**Dataset records:**

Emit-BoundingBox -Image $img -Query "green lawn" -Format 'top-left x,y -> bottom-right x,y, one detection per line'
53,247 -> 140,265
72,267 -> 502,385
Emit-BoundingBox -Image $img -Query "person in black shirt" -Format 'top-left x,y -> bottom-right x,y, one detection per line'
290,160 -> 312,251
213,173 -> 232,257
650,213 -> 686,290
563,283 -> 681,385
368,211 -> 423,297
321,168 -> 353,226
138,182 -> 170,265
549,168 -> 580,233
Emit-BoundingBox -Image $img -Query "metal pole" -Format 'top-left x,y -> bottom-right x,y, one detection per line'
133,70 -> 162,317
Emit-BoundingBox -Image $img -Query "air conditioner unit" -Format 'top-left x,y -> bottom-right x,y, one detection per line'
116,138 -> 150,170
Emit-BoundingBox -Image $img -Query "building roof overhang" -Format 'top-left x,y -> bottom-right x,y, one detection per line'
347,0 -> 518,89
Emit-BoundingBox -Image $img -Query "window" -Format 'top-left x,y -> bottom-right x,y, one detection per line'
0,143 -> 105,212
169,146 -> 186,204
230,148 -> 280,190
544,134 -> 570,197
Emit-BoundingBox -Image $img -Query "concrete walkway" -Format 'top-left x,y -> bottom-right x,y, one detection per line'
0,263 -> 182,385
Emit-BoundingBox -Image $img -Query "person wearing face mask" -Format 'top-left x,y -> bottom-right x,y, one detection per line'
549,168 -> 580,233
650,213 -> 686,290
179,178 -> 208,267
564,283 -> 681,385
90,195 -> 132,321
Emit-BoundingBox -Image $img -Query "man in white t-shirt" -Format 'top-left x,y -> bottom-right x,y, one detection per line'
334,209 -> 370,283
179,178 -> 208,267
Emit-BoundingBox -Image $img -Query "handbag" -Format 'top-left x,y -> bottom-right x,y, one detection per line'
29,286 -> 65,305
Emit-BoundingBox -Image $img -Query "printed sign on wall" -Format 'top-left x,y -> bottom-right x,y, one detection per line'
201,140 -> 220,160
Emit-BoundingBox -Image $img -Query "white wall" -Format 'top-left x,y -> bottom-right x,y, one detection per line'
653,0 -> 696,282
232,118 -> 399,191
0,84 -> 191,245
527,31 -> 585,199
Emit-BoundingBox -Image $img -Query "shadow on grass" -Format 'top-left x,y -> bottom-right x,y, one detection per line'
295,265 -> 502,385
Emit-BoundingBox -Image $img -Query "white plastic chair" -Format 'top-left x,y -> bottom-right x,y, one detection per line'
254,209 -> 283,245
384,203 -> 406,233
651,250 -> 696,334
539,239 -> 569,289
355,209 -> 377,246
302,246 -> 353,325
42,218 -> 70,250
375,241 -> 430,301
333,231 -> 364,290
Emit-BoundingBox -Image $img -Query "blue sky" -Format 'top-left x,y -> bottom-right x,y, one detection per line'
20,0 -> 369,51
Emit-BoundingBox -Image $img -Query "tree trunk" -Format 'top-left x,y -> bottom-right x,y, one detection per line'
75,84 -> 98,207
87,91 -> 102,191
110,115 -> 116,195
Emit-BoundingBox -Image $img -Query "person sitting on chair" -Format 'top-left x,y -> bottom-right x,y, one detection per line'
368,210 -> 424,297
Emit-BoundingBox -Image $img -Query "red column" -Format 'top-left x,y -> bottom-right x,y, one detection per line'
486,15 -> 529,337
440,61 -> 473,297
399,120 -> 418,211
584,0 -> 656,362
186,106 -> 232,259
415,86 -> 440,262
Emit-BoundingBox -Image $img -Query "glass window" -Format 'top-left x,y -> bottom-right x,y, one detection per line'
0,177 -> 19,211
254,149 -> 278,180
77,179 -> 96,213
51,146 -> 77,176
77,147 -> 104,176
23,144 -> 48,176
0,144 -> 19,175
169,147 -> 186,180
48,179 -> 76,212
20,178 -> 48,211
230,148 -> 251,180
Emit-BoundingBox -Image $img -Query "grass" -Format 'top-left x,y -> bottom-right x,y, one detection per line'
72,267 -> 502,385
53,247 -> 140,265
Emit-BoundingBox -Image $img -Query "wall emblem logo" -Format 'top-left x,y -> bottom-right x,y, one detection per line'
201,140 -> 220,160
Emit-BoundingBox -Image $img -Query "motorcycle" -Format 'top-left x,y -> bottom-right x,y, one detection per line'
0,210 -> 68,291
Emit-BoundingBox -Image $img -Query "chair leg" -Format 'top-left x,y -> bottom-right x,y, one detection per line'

**Written request:**
Output the full listing exactly as it stands.

**Result:**
Emit-BoundingBox -Image $img -Query "green lawn" -Format 'top-left x,y -> bottom-right x,y, one detection per line'
53,247 -> 140,265
72,267 -> 502,385
Emit-BoundingBox -Image $img -Query "person in black shirt" -Format 'top-left x,y -> bottom-right x,y, one detection per line'
290,160 -> 312,251
213,173 -> 232,257
650,213 -> 686,290
563,283 -> 681,385
368,211 -> 423,297
321,168 -> 353,226
138,182 -> 170,265
549,168 -> 580,233
Emit-BoundingBox -Image $img -Query "metal pole" -Format 'top-left x,y -> bottom-right x,y, one detection per line'
133,70 -> 162,317
Emit-BoundingBox -Image $img -Query "air conditioner unit" -Format 'top-left x,y -> bottom-right x,y, one detection per line'
116,138 -> 150,170
Emit-BoundingBox -Image $img -Query "building roof overhang" -Format 'top-left x,y -> bottom-right x,y, one detection per line'
347,0 -> 518,89
Emit-BoundingBox -Image $img -Query "window" -Format 'top-left x,y -> bottom-right x,y, one detection per line'
0,143 -> 105,212
169,146 -> 186,204
230,148 -> 280,190
544,134 -> 570,197
Emit-BoundingBox -Image $img -Query "concrete walkway" -Format 'top-left x,y -> bottom-right x,y, one detection per line'
0,263 -> 182,385
Emit-BoundingBox -Image $img -Query "person wearing face mask" -Format 'top-left x,y -> bottom-right x,y, one detection per line'
549,168 -> 580,233
650,213 -> 686,290
179,178 -> 208,267
564,283 -> 681,385
90,195 -> 132,321
Emit-BoundingBox -Image $img -Query "man in white t-shirt" -Format 'top-left x,y -> bottom-right x,y, one detection per line'
334,209 -> 370,283
179,178 -> 208,267
Emit-BoundingBox -Image $img -Query "handbag" -Format 'top-left x,y -> bottom-right x,y, one detection per line'
29,286 -> 65,305
Emit-BoundingBox -Image $img -Query "printed sign on wall" -Format 'top-left x,y -> bottom-right x,y, one detection per line'
201,140 -> 220,160
Emit-BoundingBox -Image $img -Query "white wall" -Format 'top-left x,y -> bottom-right x,y, one detection per line'
653,0 -> 696,282
232,118 -> 399,191
0,84 -> 191,245
527,31 -> 585,199
Emit-BoundingBox -Image $img -Query "shadow on grass" -Format 'top-left x,y -> bottom-right x,y, one detection per line'
295,265 -> 502,385
Emit-BoundingBox -Image $img -Query "white plastic chair" -Format 'top-left x,y -> bottom-right x,y, one detection per line'
254,209 -> 283,245
384,203 -> 406,233
651,250 -> 696,334
539,239 -> 569,289
355,209 -> 377,246
302,246 -> 353,325
42,218 -> 70,250
375,241 -> 430,301
333,231 -> 364,290
Emit-BoundingBox -Image $img -Query "blue sky" -Format 'top-left x,y -> bottom-right x,y, one detection per line'
20,0 -> 369,51
Emit-BoundingBox -Image $img -Query "tree trunk" -Format 'top-left x,y -> bottom-right x,y, one detection per line'
75,84 -> 98,207
87,91 -> 102,191
110,115 -> 116,195
Emit-BoundingBox -Image $img -Query "person sitting on chair" -Format 'top-left x,y -> bottom-right x,y, one detection per line'
368,210 -> 424,297
Emit-BoundingBox -Image $img -Query "red column" -Format 'top-left x,y -> bottom-right x,y, one detection per line'
486,15 -> 529,337
440,61 -> 473,297
399,120 -> 418,211
584,0 -> 656,362
186,106 -> 232,259
415,86 -> 440,262
Emit-BoundingBox -Image $img -Query "glass window" -Format 'top-left x,y -> bottom-right x,y, one detection per line'
0,177 -> 19,211
254,149 -> 278,180
77,179 -> 96,213
51,146 -> 77,176
77,147 -> 104,176
23,144 -> 48,176
0,144 -> 19,175
169,147 -> 186,180
48,179 -> 76,212
20,178 -> 48,211
230,148 -> 251,180
Emit-BoundingBox -Image $img -Query "grass" -Format 'top-left x,y -> bottom-right x,y, one detection per line'
72,267 -> 502,385
53,247 -> 140,265
Emit-BoundingBox -Image $img -Query "wall emblem logo" -Format 'top-left x,y -> bottom-right x,y, one detection per line'
201,140 -> 220,160
Emit-BoundingBox -Image $img -Query "motorcycle" -Format 'top-left x,y -> bottom-right x,y, one detection per line'
0,210 -> 68,291
Emit-BoundingBox -Image $img -Query "chair leg" -Format 'top-left x,y -> bottom-right x,y, one detection per line'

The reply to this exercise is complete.